EXERCISE REQUIREMENTS — Your response should contain every line from the data below that holds the string "window".

**********

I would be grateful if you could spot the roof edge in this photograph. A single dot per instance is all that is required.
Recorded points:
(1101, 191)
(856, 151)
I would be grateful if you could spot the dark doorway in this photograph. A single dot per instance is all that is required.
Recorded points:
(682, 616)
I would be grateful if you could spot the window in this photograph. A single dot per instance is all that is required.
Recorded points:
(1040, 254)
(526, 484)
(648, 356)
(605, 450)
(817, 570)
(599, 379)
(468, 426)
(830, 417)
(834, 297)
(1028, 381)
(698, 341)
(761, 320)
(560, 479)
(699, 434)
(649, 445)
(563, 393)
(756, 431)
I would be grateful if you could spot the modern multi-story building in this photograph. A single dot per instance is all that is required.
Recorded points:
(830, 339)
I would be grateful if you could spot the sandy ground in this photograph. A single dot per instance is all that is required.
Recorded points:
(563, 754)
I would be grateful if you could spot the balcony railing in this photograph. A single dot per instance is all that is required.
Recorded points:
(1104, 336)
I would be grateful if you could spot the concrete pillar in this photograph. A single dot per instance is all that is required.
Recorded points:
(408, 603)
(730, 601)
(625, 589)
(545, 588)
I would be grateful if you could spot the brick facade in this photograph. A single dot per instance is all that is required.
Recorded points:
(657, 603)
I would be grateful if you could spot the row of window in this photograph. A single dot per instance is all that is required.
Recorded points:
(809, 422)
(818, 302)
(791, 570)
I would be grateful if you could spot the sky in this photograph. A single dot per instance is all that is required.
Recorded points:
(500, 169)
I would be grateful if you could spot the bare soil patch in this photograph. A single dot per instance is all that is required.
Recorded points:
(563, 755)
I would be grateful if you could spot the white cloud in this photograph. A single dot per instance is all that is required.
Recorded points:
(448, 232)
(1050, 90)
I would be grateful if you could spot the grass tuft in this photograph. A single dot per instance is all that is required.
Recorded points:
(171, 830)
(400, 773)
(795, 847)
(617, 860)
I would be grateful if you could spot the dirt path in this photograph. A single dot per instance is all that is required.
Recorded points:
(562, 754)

**********

OUTPUT FOR THIS EXERCISE —
I would be grateful if you could spot the window in this photograph. A single dot per instance is all that is required.
I would be grateful if you could spot the row of window in this photograph. A single dot per instance is all that is required.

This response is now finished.